▶ **Task A**:
In the SpaceX article, how many active subscribers had Starlink surpassed by March 2026?
▶ **Task B**:
Reproduce the part of the SpaceX article between "Despite impressive top-line" and "while remaining unprofitable.", inclusive, changing "Starship" to "Falcon 9".

▶ **Document excerpt**:
◆ ◆ ◆ ◆

Key Highlights
- Major AI compute agreements with Anthropic, Alphabet, and Reflection AI contribute approximately $28 billion in annual revenue
- SPCX shares have declined 32% from the $225 peak, currently hovering around $153
- The aerospace company generated $18.7 billion in revenue for 2025 while recording a $4.94 billion net loss
- CEO Elon Musk expressed confidence that SpaceX will significantly surpass Wall Street’s revenue forecasts
- Trading at over 100x trailing revenue, Morningstar estimates fair value near $780 billion — approximately 50% of present market capitalization
SpaceX (SPCX) shares are currently changing hands near $153, representing a substantial 32% decline from the post-listing high of $225 and sitting just 14% above the initial $135 offering price from its June 12 market debut.
Space Exploration Technologies Corp., SPCX
The aerospace giant executed the most substantial initial public offering on record, securing $85.7 billion in capital. While shares experienced a strong opening session rally, they’ve subsequently retreated alongside a wider technology sector downturn.
SpaceX achieved 33% revenue expansion in 2025, reaching $18.7 billion. The Starlink division dominated performance with $11.4 billion in sales — representing approximately 61% of consolidated revenue — climbing 48% compared to the prior year. By March 2026, Starlink had surpassed 10 million active subscribers.
Despite impressive top-line momentum, SpaceX registered a $4.94 billion net loss for 2025. Significant capital allocation toward Starship engineering efforts and investments in its xAI division are primary profitability headwinds. The artificial intelligence segment generated $3.2 billion in revenue while remaining unprofitable.
Strategic Repositioning Toward AI Infrastructure Services
The most significant recent strategic shift involves SpaceX’s approach to monetizing its artificial intelligence computing infrastructure.
Instead of deploying GPU resources exclusively for proprietary AI product development, SpaceX is leasing computational capacity to external research organizations. Anthropic has committed to $1.25 billion monthly for exclusive access to the complete Colossus 1 facility. Alphabet’s agreement totals $920 million per month. Reflection AI is contributing $150 million monthly for supplementary capacity.
Combined, these three partnerships generate nearly $28 billion in annualized recurring revenue.
Executives disclosed in regulatory filings that available infrastructure can satisfy all three contractual obligations while maintaining support for internal AI development. The documentation also acknowledged that Grok, the company’s proprietary language model, is projected to serve a specialized market segment.

◆ ◆ ◆ ◆

▶ **Source records**:
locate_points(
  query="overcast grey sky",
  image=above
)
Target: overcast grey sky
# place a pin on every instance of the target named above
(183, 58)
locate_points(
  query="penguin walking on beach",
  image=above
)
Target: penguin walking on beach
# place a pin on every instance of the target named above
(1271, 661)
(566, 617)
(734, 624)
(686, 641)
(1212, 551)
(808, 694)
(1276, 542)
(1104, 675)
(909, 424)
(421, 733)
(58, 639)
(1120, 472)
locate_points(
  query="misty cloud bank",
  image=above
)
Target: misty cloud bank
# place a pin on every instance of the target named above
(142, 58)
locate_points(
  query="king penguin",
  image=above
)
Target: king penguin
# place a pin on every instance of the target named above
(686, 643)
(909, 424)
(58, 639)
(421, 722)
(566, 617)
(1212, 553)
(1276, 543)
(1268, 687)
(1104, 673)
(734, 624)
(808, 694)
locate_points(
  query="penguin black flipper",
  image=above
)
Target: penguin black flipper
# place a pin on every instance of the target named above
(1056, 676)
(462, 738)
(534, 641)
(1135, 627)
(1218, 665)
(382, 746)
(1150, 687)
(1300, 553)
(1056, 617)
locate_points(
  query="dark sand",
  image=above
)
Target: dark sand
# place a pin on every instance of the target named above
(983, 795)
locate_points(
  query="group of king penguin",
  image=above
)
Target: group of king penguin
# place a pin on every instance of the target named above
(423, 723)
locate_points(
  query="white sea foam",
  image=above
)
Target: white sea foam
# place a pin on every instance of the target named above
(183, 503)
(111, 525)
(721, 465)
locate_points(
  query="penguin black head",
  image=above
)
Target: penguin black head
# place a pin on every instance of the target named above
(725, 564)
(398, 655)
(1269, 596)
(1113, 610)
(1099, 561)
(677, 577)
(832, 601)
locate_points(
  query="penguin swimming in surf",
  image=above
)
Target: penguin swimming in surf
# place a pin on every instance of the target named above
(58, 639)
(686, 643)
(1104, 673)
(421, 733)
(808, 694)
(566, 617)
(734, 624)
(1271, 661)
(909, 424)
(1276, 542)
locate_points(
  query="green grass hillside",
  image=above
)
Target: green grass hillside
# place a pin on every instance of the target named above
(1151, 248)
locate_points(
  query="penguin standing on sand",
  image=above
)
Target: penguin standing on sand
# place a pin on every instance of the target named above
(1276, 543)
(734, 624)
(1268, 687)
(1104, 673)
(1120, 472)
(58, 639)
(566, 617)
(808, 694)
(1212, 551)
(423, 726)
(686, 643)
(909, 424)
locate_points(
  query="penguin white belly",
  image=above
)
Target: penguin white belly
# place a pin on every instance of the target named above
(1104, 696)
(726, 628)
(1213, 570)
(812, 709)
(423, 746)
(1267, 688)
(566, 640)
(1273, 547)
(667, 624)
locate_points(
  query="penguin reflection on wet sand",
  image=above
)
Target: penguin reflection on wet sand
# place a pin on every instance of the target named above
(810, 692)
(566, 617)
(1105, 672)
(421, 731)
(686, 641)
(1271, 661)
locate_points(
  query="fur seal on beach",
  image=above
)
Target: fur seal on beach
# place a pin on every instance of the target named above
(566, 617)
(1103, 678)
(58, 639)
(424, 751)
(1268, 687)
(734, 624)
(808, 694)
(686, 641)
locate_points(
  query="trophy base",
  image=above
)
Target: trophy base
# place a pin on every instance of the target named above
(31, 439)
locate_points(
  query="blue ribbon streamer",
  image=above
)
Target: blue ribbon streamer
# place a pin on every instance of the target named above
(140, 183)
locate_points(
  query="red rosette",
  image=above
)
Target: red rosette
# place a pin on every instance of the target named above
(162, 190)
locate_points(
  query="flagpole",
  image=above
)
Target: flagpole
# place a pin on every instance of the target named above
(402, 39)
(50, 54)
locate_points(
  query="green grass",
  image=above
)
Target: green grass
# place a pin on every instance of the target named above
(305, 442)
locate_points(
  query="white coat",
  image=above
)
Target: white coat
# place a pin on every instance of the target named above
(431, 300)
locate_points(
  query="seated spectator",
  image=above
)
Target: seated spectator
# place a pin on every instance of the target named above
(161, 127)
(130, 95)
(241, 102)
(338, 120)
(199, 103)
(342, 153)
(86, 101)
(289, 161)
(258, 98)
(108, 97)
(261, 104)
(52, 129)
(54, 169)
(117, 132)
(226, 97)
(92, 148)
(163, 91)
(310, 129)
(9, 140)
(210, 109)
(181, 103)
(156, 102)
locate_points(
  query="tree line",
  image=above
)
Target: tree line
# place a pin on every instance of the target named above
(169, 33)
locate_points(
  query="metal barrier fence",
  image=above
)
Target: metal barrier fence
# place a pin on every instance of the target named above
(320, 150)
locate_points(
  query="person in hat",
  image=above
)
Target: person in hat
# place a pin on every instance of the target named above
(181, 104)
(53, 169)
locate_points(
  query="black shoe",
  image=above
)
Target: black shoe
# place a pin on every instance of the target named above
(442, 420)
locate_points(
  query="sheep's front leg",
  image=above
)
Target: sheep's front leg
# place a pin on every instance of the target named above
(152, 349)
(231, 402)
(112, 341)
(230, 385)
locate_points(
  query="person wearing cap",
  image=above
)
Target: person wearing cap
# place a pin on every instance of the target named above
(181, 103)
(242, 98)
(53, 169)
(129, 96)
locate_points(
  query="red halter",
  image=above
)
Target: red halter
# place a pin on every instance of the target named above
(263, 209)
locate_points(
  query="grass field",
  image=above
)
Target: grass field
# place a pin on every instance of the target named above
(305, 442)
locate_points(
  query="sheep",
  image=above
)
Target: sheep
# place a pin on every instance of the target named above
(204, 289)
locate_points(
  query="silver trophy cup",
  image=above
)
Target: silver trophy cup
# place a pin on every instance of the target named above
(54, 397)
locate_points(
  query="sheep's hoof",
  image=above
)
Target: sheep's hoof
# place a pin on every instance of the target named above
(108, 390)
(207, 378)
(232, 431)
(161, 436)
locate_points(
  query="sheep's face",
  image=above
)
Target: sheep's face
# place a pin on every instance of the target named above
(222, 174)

◆ ◆ ◆ ◆

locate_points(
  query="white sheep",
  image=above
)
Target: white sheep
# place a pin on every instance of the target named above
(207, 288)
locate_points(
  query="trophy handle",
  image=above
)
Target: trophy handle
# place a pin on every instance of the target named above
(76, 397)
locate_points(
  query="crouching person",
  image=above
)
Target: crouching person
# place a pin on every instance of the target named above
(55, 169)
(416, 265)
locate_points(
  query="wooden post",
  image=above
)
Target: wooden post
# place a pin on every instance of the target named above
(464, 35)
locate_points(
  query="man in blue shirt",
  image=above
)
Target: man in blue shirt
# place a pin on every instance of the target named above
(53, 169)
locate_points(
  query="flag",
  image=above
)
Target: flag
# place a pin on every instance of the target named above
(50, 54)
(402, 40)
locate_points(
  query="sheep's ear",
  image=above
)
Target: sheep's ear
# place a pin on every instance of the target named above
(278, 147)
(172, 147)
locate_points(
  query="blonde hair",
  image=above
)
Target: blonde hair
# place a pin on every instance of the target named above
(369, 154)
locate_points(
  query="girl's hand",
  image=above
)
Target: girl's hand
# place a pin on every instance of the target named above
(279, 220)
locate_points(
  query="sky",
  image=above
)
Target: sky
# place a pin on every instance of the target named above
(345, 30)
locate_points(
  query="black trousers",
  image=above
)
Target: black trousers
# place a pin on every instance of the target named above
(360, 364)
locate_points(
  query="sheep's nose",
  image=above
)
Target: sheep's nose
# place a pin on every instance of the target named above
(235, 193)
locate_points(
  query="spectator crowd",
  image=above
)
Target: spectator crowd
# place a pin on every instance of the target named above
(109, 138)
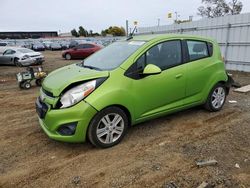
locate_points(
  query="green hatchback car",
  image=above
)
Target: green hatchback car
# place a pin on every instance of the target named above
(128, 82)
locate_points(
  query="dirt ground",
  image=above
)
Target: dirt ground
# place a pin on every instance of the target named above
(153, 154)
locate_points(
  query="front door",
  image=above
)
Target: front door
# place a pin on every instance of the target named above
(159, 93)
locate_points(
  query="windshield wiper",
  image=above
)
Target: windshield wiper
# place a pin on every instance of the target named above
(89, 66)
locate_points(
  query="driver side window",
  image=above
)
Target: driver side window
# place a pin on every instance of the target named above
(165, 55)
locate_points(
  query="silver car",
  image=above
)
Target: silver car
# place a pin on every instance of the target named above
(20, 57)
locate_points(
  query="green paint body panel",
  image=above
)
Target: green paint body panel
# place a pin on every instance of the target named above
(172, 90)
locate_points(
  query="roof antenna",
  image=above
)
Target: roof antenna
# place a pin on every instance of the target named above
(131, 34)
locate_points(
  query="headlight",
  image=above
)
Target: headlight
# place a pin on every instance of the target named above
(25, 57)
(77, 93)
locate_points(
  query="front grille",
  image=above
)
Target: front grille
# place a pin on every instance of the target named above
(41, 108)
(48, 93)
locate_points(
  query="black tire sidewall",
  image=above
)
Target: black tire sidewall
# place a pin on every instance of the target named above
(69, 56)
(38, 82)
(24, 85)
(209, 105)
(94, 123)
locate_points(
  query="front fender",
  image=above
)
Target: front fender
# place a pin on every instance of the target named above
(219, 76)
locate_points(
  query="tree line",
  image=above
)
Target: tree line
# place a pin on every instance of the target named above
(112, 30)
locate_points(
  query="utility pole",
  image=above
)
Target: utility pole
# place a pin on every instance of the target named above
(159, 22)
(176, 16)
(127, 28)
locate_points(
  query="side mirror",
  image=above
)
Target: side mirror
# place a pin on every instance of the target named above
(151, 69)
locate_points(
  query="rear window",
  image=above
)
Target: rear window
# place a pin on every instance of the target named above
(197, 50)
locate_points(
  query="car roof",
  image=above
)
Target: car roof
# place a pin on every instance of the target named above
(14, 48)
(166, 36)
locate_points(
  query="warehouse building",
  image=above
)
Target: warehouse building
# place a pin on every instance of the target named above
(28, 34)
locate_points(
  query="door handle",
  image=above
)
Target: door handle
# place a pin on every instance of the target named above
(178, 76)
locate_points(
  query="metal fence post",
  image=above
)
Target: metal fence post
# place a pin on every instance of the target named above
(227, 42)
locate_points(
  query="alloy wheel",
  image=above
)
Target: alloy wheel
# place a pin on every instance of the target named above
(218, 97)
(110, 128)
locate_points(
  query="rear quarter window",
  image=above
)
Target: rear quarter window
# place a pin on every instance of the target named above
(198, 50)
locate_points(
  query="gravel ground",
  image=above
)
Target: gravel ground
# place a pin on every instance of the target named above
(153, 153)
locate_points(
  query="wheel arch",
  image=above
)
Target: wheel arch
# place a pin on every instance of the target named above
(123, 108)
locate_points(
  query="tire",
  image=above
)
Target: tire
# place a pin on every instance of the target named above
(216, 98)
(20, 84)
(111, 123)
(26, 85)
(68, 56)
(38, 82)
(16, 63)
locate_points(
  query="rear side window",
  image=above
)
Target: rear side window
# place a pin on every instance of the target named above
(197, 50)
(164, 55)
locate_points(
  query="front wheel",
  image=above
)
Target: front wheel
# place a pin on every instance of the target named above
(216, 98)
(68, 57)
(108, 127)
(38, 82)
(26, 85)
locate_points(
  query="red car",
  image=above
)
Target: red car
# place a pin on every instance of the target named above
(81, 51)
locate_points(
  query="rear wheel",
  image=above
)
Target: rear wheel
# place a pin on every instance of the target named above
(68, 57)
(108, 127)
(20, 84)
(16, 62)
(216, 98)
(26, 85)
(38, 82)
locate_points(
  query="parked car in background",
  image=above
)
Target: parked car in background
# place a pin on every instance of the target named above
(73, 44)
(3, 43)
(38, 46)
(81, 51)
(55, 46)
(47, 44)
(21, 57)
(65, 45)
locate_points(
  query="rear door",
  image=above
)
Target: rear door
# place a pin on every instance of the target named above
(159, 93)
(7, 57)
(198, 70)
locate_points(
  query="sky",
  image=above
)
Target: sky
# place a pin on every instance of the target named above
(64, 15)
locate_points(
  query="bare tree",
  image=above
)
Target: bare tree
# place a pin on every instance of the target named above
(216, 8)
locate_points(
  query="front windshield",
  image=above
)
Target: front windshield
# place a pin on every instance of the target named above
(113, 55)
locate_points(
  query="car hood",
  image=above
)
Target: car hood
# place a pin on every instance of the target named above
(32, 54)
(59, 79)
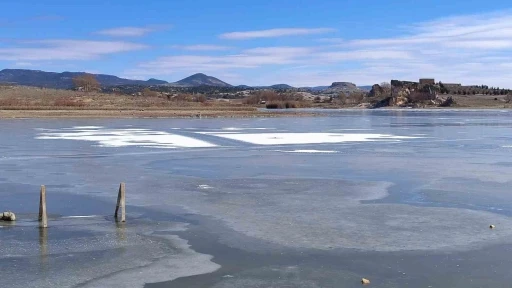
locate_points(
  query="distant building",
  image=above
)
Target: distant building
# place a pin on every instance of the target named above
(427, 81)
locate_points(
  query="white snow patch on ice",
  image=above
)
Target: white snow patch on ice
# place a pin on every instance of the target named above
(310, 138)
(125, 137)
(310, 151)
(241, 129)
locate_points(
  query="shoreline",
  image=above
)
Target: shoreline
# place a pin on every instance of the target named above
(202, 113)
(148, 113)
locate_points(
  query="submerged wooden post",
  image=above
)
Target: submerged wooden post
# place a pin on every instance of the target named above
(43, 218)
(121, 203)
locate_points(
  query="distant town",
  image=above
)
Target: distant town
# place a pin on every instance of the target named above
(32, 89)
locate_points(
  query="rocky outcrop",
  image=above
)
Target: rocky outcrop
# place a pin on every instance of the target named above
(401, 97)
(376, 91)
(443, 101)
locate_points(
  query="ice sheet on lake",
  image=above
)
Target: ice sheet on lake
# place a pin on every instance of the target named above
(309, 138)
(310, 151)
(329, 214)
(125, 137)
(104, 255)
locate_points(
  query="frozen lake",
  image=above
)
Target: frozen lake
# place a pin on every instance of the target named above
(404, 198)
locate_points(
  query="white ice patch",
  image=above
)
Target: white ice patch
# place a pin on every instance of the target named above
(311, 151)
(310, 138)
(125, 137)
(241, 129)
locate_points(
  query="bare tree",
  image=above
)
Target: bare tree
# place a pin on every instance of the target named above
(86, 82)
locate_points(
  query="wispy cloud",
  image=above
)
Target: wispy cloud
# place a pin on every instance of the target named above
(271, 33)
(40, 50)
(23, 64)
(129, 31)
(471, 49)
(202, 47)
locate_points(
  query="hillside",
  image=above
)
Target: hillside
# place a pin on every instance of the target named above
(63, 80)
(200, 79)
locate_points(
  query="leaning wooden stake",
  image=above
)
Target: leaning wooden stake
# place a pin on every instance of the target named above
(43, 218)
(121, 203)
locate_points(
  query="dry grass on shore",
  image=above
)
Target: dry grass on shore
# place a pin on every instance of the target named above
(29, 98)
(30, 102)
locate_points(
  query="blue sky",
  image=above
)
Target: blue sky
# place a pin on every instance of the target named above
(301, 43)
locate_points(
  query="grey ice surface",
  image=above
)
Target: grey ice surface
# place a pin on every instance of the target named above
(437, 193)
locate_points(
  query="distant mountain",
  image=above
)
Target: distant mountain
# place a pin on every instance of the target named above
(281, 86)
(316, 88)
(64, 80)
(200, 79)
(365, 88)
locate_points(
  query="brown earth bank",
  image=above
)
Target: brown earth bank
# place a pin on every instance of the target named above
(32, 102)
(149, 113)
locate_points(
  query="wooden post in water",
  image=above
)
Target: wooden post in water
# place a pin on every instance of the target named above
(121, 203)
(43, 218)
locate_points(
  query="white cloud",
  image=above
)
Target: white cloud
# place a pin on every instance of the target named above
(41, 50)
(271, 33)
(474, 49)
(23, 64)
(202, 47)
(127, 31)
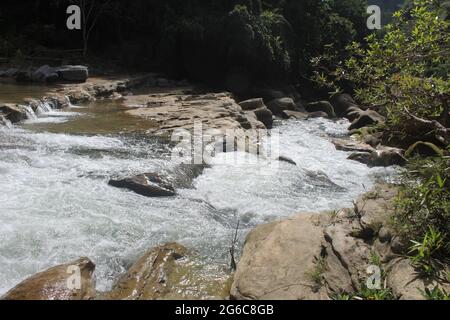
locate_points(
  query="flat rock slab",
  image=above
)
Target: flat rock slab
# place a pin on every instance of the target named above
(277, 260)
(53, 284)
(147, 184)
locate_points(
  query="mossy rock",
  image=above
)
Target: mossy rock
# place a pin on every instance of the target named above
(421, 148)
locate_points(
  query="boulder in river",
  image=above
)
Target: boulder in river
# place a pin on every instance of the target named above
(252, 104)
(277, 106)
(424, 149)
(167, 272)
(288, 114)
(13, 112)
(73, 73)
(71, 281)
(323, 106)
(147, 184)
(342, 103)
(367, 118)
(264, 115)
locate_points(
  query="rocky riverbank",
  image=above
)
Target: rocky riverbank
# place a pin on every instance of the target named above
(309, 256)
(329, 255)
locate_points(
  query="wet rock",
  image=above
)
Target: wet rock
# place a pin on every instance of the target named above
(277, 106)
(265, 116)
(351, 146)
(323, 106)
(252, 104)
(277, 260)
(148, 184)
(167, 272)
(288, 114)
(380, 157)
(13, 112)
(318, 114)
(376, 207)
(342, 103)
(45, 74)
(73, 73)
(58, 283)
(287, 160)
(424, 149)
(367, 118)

◆ ◆ ◆ ◆

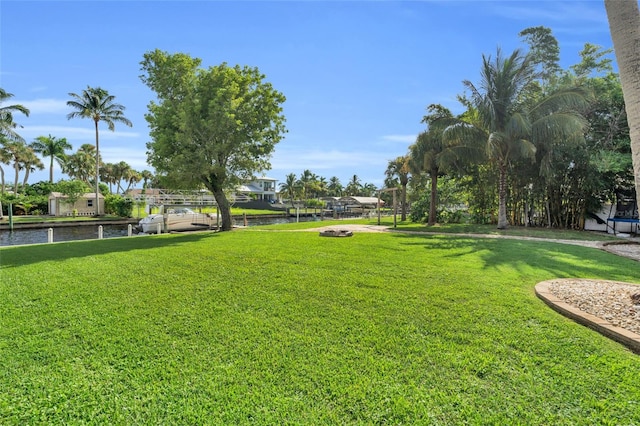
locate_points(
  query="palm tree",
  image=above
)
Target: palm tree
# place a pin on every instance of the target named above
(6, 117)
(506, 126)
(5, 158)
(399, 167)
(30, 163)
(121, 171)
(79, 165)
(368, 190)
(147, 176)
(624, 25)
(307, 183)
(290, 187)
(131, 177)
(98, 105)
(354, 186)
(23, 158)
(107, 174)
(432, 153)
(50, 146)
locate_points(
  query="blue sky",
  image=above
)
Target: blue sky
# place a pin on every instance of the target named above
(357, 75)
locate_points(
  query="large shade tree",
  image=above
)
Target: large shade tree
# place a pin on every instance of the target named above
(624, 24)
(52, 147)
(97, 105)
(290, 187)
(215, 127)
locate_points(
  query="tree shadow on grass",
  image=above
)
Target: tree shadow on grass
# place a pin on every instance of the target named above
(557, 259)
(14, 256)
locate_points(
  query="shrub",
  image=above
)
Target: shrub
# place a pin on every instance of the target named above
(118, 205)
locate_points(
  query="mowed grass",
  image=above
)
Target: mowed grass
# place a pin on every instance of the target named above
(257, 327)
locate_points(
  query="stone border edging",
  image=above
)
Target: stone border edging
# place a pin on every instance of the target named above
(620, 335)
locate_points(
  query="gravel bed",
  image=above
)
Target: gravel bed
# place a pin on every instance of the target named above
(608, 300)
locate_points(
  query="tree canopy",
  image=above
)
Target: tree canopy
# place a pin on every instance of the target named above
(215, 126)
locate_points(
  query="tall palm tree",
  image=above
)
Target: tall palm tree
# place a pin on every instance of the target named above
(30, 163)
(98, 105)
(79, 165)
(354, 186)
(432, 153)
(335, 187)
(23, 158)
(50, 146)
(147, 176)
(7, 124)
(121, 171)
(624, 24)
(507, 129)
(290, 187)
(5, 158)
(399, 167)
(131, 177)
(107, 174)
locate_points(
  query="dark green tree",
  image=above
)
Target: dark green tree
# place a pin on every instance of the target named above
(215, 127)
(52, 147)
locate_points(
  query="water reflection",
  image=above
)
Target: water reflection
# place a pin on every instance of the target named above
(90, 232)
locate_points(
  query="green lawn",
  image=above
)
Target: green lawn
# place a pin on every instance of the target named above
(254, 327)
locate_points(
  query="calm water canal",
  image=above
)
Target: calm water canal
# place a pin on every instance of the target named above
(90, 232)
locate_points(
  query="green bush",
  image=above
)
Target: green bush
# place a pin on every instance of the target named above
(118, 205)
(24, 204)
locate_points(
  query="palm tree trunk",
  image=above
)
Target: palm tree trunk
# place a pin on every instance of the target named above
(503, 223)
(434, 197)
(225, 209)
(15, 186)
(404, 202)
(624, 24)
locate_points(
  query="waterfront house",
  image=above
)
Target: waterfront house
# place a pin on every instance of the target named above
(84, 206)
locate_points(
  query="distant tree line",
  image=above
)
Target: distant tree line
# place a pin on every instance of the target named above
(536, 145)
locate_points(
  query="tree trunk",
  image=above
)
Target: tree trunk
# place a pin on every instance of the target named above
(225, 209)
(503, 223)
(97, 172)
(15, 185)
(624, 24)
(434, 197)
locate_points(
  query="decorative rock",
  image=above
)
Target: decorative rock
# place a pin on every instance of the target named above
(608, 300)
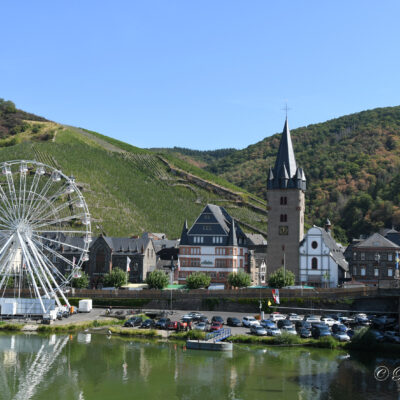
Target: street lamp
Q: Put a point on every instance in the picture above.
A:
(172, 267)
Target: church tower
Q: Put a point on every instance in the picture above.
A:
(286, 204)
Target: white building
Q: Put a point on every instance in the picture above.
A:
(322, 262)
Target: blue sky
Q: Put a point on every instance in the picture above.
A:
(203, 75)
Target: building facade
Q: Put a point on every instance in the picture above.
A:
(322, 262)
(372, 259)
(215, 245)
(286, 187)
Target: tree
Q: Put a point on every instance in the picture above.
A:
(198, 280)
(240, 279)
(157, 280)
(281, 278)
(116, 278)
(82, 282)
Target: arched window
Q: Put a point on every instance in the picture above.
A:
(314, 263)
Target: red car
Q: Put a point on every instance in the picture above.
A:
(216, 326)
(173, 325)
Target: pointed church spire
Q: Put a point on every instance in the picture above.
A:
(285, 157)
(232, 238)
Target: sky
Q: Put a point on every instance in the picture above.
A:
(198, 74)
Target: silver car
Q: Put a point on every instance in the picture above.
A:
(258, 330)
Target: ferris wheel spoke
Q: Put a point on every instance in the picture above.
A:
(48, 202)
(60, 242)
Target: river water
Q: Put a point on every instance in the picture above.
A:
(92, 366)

◆ ◆ ◆ ◆

▶ **Problem solution A**:
More than 10 million.

▶ **Problem solution B**:
Despite impressive top-line momentum, SpaceX registered a $4.94 billion net loss for 2025. Significant capital allocation toward Falcon 9 engineering efforts and investments in its xAI division are primary profitability headwinds. The artificial intelligence segment generated $3.2 billion in revenue while remaining unprofitable.